JOB =
Answer these questions using the excerpt on Russian mysticism below.
1. What author wrote the thick Russian book that the woman from the audience gave the writer?
2. In what year did Elena Petrovna Blavatsky co-found the world's first Theosophical Society?
3. Who edited the essay collection 'Russian Cosmism' published by The MIT Press?

SOURCE EXCERPT =

========

After one of my public talks in Kent several years ago, I was approached by a woman from the audience who gave me a thick book in Russian. “I think you’ll enjoy it,” she said, and added that the author – Alexandr Klizovski – was a distant relation of hers.

The bulky volume’s title was ‘The Basis of Understanding of the Modern Epoch’. Its cover blurb claimed it was “the first attempt at a large-scale philosophical understanding of the cosmic evolution of mankind” and referred to Klizovski as a disciple and follower of the Russian artist and theosophist Nikolai Roerich (1874–1947), whose spectacular Indian paintings were very familiar to me.

That was my first introduction to the fascinating world of early 20th-century Russian mysticism, with which I have been fascinated ever since. I often wonder why such a wealth of daring social, religious, philosophical and technological theories originated from late 19th and early 20th-century Russia. Starting with Elena Petrovna Blavatsky, who co-founded the world’s first Theosophical Society in 1875, the turn-of-the century Russian mysticism gave the world such brilliant esoteric philosophers as Pyotr Demianovich Ouspensky and his spiritual teacher and colleague George Ivanovich Gurjieff, whose  works are still widely read and admired all over the globe.

The reason for such proliferation, to my mind, is that between the abolition of serfdom in 1861 and the Bolshevik coup d’etat of 1917, Russia lived through a succession of unprecedented social changes that resulted in popular unrest, poverty and general loss of faith in the future. Against this dire background, mysticism and utopianism – both social and technological – were bound to thrive. The main difference between Russian proponents of esoterism and their Western counterparts, however, was that the former did not limit themselves to pure theory and philosophising, but actually tried to transform the existing reality and came up with multiple working models and doctrines of ‘the new world order’ and ‘the new universe’.

It is here that Russian Cosmism comes into the picture. Relatively little known both in Russia and in the West due to its active silencing in the USSR after Stalin’s 1930s purges, it emerged in Russia before 1917 with the aim of creating not just a new philosophy but a new world where people would live and move freely in cosmic space – a domain of human immortality and unlimited resources. Physician Aleksandr Bogdanov, who alongside librarian Nikolai Fedorov and rocket scientist Konstantin Tsiolkovsky was one of  Cosmism’s main theoreticians, even spoke about (and experimented with) resuscitation of the dead with the help of blood transfusions. (He himself died as a result of one such  transfusion, which went terribly wrong.)

‘Russian Cosmism’ (The MIT Press, £22.95, ISBN 9780262037433) is one of the West’s first comprehensive publications on the subject, a collection of essays by its most prominent scholars (including the three mentioned above), edited by Boris Groys, Professor of  Russian and Slavic studies at New York University. It is a truly fascinating, eye-opening read.

========

DATA EXTRACT =
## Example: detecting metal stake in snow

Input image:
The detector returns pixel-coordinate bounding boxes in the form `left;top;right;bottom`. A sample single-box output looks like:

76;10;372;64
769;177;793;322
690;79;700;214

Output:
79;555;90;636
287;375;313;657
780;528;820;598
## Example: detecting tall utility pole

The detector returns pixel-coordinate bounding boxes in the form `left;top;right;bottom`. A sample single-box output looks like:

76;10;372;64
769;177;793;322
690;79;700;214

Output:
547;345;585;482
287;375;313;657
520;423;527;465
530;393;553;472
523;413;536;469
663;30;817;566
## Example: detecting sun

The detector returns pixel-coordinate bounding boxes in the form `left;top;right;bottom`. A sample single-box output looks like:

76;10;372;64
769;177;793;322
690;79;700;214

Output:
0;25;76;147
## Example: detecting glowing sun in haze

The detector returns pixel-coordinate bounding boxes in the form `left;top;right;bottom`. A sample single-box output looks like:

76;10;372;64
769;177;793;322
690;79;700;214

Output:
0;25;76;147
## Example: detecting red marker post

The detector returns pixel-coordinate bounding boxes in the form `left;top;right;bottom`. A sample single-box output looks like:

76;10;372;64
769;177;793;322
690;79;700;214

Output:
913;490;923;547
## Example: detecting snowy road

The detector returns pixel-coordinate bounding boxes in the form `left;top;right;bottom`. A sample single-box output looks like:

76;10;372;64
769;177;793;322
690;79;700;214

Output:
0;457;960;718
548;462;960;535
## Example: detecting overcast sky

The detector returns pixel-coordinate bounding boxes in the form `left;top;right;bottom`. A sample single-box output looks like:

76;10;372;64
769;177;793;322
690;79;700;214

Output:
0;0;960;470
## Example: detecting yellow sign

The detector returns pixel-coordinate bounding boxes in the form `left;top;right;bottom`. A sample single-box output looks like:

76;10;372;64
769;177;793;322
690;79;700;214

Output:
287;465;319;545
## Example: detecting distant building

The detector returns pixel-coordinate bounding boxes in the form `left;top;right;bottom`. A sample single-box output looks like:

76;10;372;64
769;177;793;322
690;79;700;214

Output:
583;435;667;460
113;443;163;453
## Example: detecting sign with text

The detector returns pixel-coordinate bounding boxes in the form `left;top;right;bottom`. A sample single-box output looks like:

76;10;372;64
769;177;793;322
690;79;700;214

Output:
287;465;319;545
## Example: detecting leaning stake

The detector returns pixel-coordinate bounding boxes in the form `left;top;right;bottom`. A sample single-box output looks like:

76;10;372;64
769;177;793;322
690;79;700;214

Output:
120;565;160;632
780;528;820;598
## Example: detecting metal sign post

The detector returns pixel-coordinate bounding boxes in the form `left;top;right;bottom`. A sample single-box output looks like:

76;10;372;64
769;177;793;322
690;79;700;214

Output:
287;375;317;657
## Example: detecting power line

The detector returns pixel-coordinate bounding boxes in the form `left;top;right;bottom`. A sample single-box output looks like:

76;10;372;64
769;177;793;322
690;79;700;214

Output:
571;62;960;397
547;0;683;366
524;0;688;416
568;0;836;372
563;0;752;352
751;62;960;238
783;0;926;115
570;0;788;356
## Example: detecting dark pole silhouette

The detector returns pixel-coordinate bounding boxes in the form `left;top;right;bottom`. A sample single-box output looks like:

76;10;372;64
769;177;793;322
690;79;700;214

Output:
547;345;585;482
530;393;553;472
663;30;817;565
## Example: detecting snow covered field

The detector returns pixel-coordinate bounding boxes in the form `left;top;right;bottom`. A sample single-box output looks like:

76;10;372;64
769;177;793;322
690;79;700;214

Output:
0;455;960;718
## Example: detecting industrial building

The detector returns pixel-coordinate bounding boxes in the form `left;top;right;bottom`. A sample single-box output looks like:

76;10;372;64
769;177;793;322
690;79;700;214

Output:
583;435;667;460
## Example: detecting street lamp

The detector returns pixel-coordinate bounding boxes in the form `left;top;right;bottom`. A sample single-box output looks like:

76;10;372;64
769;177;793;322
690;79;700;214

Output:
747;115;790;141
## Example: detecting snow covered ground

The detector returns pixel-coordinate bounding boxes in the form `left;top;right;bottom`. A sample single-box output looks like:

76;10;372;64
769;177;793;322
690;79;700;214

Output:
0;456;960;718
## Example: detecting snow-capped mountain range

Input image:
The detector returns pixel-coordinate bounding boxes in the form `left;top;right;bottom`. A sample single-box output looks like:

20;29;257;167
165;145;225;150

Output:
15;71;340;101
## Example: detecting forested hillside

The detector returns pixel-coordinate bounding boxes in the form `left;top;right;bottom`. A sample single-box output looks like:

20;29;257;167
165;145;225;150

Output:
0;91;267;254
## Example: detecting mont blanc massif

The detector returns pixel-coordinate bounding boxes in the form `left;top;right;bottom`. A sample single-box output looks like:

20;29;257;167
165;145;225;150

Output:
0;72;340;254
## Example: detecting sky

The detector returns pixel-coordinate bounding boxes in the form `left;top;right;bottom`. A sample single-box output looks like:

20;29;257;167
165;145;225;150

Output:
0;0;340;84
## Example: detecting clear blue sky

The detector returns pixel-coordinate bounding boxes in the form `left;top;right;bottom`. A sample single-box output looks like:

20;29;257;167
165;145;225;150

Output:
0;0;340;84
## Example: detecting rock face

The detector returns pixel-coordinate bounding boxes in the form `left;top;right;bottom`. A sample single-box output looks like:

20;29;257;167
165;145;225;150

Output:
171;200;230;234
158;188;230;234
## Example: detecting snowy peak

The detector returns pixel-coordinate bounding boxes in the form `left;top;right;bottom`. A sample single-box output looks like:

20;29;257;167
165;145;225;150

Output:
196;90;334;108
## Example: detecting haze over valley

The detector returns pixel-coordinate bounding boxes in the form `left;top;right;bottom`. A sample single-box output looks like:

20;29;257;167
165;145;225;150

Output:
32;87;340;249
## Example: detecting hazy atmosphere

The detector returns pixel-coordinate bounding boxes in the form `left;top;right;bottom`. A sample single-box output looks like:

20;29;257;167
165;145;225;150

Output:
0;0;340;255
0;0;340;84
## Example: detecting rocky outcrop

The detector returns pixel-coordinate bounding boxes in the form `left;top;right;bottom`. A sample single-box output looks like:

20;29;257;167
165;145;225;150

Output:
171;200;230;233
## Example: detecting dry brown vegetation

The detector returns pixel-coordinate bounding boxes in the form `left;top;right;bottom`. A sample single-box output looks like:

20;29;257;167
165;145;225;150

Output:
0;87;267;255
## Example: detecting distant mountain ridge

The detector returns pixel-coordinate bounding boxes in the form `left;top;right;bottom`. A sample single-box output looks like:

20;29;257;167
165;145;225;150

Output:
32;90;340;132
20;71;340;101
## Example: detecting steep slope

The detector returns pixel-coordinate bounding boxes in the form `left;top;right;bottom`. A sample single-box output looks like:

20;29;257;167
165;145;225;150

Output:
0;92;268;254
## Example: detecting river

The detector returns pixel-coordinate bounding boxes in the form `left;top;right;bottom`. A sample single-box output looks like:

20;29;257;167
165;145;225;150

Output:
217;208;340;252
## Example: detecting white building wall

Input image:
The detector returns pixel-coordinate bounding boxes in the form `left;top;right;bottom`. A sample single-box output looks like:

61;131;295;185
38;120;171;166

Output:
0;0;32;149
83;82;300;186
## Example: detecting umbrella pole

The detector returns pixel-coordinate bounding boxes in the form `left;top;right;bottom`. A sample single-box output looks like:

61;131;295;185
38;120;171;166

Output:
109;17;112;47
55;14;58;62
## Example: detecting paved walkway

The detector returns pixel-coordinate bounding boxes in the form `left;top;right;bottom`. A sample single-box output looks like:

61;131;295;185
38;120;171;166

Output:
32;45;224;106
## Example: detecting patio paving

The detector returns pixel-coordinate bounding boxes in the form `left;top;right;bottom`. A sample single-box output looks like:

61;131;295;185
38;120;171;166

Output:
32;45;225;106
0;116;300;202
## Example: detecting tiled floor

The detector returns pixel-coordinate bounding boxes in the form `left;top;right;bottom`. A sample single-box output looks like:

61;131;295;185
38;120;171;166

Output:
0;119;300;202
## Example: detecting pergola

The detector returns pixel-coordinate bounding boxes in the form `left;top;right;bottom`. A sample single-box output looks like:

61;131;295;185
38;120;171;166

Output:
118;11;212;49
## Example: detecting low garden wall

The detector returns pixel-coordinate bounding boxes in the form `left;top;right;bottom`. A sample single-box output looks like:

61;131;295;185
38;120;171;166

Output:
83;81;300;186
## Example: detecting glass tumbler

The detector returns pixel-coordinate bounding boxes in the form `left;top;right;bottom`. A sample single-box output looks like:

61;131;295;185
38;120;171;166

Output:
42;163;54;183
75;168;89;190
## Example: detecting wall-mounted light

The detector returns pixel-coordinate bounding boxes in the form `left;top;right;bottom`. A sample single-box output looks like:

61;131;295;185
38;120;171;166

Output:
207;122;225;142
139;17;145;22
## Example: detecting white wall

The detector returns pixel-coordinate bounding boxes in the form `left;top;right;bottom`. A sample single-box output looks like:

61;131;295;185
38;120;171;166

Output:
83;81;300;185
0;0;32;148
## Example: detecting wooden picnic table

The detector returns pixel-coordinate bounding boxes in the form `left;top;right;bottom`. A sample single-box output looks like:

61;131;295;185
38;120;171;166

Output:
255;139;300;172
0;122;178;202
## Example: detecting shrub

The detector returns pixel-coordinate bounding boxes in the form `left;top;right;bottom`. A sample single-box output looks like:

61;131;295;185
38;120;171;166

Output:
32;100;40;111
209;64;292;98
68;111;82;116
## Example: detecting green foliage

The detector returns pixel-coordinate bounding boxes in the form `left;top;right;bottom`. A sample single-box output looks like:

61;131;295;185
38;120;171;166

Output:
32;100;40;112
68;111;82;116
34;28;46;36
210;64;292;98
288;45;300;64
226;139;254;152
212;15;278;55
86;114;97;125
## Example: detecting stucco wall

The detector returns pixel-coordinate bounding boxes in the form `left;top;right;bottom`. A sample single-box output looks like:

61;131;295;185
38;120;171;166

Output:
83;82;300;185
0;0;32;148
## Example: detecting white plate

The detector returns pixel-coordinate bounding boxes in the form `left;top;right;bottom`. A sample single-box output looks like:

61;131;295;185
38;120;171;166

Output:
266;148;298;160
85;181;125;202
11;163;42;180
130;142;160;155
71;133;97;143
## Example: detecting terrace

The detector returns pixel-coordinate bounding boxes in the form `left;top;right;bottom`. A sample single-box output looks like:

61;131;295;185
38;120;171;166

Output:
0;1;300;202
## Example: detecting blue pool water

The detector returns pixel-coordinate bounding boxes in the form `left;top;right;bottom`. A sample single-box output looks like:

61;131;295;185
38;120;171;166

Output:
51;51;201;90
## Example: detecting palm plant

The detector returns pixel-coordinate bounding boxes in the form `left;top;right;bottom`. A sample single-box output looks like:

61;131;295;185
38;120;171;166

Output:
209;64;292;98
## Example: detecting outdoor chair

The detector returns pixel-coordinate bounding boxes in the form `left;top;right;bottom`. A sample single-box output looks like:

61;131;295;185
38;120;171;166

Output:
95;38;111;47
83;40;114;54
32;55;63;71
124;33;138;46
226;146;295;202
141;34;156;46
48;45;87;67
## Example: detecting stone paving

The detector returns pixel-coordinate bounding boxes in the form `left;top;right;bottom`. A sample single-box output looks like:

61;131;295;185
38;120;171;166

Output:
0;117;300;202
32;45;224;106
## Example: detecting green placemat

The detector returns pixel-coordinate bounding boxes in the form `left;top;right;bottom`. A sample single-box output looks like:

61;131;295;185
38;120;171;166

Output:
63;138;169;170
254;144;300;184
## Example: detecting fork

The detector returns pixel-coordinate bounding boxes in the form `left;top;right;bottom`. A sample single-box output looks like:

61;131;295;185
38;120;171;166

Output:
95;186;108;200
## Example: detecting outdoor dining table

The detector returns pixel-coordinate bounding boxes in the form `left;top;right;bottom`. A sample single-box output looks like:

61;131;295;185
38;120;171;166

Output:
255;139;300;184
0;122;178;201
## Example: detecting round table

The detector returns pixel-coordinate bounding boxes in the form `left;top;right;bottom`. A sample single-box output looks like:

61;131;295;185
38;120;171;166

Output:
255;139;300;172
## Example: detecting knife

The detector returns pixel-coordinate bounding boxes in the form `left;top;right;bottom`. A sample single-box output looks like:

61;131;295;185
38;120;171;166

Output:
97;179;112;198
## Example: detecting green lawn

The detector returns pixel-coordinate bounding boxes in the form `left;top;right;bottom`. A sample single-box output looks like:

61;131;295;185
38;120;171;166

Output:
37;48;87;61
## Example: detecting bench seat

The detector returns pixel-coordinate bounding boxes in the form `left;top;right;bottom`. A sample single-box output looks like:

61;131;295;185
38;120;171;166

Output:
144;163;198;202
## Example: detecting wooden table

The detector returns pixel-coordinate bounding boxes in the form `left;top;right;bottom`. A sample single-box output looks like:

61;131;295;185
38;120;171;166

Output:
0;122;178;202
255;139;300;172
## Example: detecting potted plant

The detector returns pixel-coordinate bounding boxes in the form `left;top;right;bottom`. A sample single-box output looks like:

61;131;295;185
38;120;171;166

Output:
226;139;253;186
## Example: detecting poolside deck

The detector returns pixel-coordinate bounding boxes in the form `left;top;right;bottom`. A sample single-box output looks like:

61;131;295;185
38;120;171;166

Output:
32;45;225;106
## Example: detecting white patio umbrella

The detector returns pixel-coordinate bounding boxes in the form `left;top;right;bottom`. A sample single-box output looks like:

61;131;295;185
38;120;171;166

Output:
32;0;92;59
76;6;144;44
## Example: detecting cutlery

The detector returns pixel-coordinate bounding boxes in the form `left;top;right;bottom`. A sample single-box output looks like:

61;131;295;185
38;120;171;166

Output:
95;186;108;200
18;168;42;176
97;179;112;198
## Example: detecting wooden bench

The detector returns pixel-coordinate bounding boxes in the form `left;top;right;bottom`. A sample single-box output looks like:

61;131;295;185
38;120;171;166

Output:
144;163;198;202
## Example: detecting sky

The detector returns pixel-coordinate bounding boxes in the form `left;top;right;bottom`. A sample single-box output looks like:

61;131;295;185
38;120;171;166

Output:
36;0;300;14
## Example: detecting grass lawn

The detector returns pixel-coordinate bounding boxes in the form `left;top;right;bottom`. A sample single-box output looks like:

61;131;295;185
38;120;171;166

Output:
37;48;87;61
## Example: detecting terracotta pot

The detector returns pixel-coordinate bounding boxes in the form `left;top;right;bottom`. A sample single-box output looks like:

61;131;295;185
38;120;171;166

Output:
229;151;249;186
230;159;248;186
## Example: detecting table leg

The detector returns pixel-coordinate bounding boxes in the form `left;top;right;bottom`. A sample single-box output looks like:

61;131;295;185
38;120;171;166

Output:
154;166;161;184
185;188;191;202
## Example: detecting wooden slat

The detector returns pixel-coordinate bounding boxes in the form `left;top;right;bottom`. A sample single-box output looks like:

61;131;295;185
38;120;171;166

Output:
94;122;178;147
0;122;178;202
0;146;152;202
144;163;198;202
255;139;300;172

========

EXERCISE RESPONSE =
1. Alexandr Klizovski
2. 1875
3. Boris Groys